▶ [What the task requires]:
Below are some records; retype all of them exactly.

▶ [Entries]:
━━━
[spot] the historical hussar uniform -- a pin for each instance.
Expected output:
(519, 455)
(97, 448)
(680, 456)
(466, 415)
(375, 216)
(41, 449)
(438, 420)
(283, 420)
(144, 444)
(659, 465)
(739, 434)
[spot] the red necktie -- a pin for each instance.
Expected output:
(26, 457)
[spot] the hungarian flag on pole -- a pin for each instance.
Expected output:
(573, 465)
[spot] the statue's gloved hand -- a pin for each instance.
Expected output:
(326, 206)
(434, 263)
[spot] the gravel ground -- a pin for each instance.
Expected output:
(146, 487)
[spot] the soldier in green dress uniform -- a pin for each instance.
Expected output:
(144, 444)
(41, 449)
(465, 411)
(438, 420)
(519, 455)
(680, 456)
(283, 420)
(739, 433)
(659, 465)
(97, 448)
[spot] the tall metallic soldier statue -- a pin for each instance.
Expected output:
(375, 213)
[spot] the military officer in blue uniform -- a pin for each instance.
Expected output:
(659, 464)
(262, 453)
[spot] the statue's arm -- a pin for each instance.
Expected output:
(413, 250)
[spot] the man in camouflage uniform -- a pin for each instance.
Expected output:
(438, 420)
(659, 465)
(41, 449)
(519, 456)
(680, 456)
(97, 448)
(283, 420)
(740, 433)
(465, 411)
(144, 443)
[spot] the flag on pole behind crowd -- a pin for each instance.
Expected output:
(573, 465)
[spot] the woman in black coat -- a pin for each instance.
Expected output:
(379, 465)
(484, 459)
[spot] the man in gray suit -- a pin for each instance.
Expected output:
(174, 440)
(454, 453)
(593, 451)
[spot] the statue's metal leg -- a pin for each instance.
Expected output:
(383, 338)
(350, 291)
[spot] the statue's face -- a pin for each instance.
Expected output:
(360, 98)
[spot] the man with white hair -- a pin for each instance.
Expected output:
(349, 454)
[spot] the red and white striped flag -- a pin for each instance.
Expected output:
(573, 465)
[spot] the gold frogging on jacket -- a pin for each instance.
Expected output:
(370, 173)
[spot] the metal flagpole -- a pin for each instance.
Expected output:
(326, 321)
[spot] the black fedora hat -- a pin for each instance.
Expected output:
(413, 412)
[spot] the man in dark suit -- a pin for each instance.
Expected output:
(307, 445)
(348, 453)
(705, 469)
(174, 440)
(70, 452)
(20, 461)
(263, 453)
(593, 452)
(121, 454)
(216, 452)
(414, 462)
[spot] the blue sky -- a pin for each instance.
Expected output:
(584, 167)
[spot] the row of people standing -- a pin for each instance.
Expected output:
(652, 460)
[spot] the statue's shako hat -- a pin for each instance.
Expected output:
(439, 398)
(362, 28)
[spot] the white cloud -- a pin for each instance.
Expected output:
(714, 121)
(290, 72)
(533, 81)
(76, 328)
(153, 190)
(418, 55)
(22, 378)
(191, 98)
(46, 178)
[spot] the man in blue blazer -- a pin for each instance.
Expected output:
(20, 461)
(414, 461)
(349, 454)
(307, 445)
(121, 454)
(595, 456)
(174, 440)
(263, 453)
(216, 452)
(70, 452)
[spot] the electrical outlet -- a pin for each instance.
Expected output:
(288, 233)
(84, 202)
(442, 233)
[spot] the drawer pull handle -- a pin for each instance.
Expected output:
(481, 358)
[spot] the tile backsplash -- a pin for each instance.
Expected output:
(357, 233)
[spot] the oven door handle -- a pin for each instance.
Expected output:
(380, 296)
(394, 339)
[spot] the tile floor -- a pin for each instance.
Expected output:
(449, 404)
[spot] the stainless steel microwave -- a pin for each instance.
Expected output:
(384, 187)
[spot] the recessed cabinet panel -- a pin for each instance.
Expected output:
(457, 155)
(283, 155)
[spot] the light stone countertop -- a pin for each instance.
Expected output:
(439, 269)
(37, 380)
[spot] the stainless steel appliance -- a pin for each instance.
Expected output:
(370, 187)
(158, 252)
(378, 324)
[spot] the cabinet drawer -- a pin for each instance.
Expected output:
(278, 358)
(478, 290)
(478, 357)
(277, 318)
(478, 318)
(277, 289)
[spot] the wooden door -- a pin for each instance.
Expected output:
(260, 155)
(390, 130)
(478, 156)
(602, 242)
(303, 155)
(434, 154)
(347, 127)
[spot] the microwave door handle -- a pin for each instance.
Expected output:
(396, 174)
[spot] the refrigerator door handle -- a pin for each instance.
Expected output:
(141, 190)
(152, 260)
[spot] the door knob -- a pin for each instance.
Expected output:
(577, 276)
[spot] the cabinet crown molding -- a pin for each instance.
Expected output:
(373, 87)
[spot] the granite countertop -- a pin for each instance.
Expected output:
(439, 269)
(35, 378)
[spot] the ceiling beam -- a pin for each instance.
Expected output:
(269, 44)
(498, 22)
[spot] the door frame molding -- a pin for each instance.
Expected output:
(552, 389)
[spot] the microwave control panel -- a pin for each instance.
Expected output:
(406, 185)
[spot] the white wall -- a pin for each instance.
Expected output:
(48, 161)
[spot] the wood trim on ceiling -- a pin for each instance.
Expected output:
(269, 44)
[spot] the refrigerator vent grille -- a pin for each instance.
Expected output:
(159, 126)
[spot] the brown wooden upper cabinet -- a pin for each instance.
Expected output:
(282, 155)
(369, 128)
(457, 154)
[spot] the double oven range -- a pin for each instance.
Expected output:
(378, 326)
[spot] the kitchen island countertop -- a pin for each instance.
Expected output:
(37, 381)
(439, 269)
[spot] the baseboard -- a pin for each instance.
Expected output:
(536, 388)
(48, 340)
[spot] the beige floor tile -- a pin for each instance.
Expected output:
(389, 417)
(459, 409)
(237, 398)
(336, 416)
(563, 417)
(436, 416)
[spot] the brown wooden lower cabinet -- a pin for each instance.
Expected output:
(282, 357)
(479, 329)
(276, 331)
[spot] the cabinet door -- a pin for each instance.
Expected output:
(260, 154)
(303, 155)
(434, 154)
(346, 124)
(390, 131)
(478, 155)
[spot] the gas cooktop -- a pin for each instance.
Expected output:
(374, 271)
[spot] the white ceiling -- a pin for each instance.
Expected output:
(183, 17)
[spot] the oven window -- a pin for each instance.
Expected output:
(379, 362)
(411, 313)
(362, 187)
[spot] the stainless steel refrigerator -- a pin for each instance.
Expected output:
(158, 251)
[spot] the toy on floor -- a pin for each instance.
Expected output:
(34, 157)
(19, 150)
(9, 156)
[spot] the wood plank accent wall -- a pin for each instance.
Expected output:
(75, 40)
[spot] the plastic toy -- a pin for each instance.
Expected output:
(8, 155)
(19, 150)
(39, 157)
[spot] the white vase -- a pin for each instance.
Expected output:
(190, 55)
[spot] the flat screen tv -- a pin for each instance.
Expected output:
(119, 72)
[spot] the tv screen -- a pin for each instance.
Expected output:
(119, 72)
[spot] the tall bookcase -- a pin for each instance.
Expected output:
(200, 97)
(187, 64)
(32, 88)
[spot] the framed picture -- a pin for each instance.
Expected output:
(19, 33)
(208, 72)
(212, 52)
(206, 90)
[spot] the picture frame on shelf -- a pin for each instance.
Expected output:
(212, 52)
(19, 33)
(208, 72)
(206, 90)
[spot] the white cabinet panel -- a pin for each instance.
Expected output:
━━━
▶ [Response]:
[spot] the historical hussar uniform -- a pin for each instance.
Expected output:
(519, 455)
(97, 448)
(680, 456)
(466, 415)
(375, 216)
(41, 449)
(438, 420)
(283, 420)
(144, 444)
(659, 465)
(739, 434)
[spot] the red necktie -- a pin for each instance.
Expected output:
(26, 457)
[spot] the hungarian flag on pole -- a pin for each instance.
Expected output:
(573, 465)
[spot] the statue's gloved hand -- a pin for each instance.
Expected output:
(326, 206)
(434, 263)
[spot] the gravel ground -- a pin for each instance.
Expected output:
(146, 487)
[spot] the soldier in green dress uniform -- a pin for each instance.
Expected output:
(144, 444)
(41, 449)
(465, 411)
(438, 420)
(519, 455)
(680, 456)
(283, 420)
(739, 433)
(659, 465)
(97, 448)
[spot] the tall metallic soldier statue -- a pin for each instance.
Expected output:
(375, 213)
[spot] the military officer in blue uniform -- a pin for each instance.
Expected output:
(659, 464)
(262, 453)
[spot] the statue's arm -- a pin for each instance.
Expected output:
(413, 250)
[spot] the man in camouflage uniform -- a pin for each instance.
Expected output:
(438, 420)
(659, 465)
(41, 449)
(519, 456)
(680, 456)
(97, 448)
(283, 420)
(740, 433)
(465, 411)
(144, 443)
[spot] the flag on pole behind crowd -- a pin for each instance.
Expected output:
(573, 465)
[spot] the woman in black coat -- a pin for each instance.
Expected output:
(379, 465)
(484, 459)
[spot] the man in gray suit -- a pin for each instance.
Expected output:
(174, 440)
(454, 453)
(593, 451)
[spot] the statue's metal leg -- a pin for each instance.
Expected output:
(383, 338)
(350, 291)
[spot] the statue's face -- a pin for each instance.
Expected output:
(360, 98)
[spot] the man with white hair -- a pin for each instance.
Expected output:
(349, 454)
[spot] the red and white striped flag -- a pin for each instance.
Expected output:
(573, 465)
[spot] the gold frogging on jacket -- a pin for each instance.
Expected output:
(370, 173)
[spot] the metal flagpole -- a pin for each instance.
Expected output:
(326, 321)
[spot] the black fedora hat -- a pin for each instance.
Expected output:
(413, 412)
[spot] the man in dark suit -- a pin for each instance.
Expected output:
(307, 445)
(348, 453)
(705, 469)
(174, 440)
(70, 452)
(20, 461)
(263, 453)
(593, 452)
(121, 454)
(216, 452)
(414, 462)
[spot] the blue sky -- a pin for each instance.
Expected output:
(584, 167)
[spot] the row of people standing -- a pin for each instance.
Expected output:
(652, 460)
[spot] the statue's shako hat -- a pin for each instance.
Expected output:
(439, 398)
(362, 28)
[spot] the white cloud -- a pin for each instance.
Expected output:
(714, 121)
(290, 72)
(533, 81)
(76, 328)
(153, 190)
(418, 55)
(22, 378)
(191, 98)
(46, 178)
[spot] the man in blue blazer -- a pin for each instance.
Expected output:
(20, 461)
(414, 461)
(349, 454)
(307, 445)
(121, 454)
(595, 456)
(174, 440)
(263, 453)
(216, 452)
(70, 452)
[spot] the electrical outlet -- a pin for each instance.
Expected output:
(288, 233)
(84, 202)
(442, 233)
[spot] the drawer pull handle -- a pin for each instance.
Expected output:
(481, 358)
[spot] the tile backsplash -- a pin for each instance.
Expected output:
(357, 233)
[spot] the oven door handle -- a pin for each instance.
Expected output:
(380, 296)
(394, 339)
[spot] the tile floor -- a pin for each instance.
Expected output:
(449, 404)
[spot] the stainless steel microwave -- a pin for each instance.
Expected output:
(384, 187)
[spot] the recessed cabinet panel -- a pin for each instance.
Expected output:
(457, 155)
(283, 155)
[spot] the light stone countertop -- a pin for each instance.
Expected output:
(439, 269)
(37, 380)
[spot] the stainless steel appliance -- a pin for each instance.
Expected output:
(370, 187)
(158, 252)
(378, 324)
[spot] the cabinet drawer -- a pin for each instance.
Expected output:
(278, 358)
(478, 290)
(478, 357)
(277, 318)
(478, 318)
(277, 289)
[spot] the wooden door -- a pin for each instance.
Expected output:
(260, 155)
(390, 130)
(478, 156)
(602, 242)
(303, 155)
(434, 154)
(347, 127)
[spot] the microwave door handle -- a pin for each instance.
Expected output:
(396, 174)
[spot] the refrigerator door handle -- a pin for each instance.
Expected output:
(141, 190)
(152, 260)
[spot] the door knob -- a pin for each instance.
Expected output:
(577, 276)
[spot] the cabinet crown molding -- a pin for each instance.
Expected output:
(373, 87)
[spot] the granite countertop -- a pin for each instance.
Expected output:
(439, 269)
(35, 378)
[spot] the ceiling beam -- a pin for each instance.
Expected output:
(269, 44)
(498, 22)
[spot] the door frame molding -- a pin for each instance.
Expected output:
(552, 389)
[spot] the microwave control panel -- a pin for each instance.
Expected output:
(406, 185)
[spot] the white wall -- a pin for each instance.
Expected output:
(48, 161)
[spot] the wood trim on ceiling -- a pin for each instance.
Expected output:
(269, 44)
[spot] the refrigerator vent grille -- a pin for each instance.
Expected output:
(159, 126)
[spot] the brown wooden upper cabinet -- a pin for each instance.
Expected output:
(282, 155)
(369, 128)
(457, 154)
[spot] the double oven range -- a pin for each instance.
Expected output:
(378, 326)
[spot] the kitchen island countertop -- a pin for each instance.
Expected output:
(37, 381)
(439, 269)
[spot] the baseboard -- a pin for each instance.
Expected output:
(536, 388)
(48, 340)
[spot] the beige floor tile -- a pin for each instance.
Expected output:
(389, 417)
(459, 409)
(237, 398)
(336, 416)
(563, 417)
(436, 416)
[spot] the brown wooden lower cabinet -- a pin for each instance.
Expected output:
(282, 357)
(479, 329)
(276, 331)
[spot] the cabinet door -- a pin for each instance.
Expected output:
(260, 154)
(303, 155)
(434, 154)
(346, 124)
(390, 131)
(478, 155)
[spot] the gas cooktop -- a pin for each instance.
Expected output:
(374, 271)
[spot] the white ceiling -- a pin for each instance.
Expected output:
(183, 17)
[spot] the oven window -- a pin for each instance.
Expected output:
(379, 362)
(411, 313)
(362, 187)
[spot] the stainless steel refrigerator -- a pin for each instance.
Expected output:
(158, 251)
[spot] the toy on floor -- a pin for each instance.
Expected output:
(34, 157)
(19, 150)
(9, 156)
[spot] the wood plank accent wall -- a pin for each instance.
Expected output:
(75, 40)
[spot] the plastic toy -- a pin for each instance.
Expected output:
(8, 155)
(19, 150)
(39, 157)
[spot] the white vase -- a pin for each instance.
Expected output:
(190, 55)
[spot] the flat screen tv -- a pin for each instance.
Expected output:
(119, 72)
[spot] the tv screen -- a pin for each instance.
Expected output:
(119, 72)
[spot] the tall bookcase -- a pin for each instance.
Expected output:
(200, 97)
(187, 64)
(32, 88)
[spot] the framed picture -- a pin for each instance.
Expected output:
(19, 33)
(208, 72)
(212, 52)
(206, 90)
[spot] the picture frame on shelf -- a pin for each instance.
Expected output:
(212, 52)
(19, 33)
(208, 72)
(206, 90)
[spot] the white cabinet panel -- a pin for each instance.
Expected output:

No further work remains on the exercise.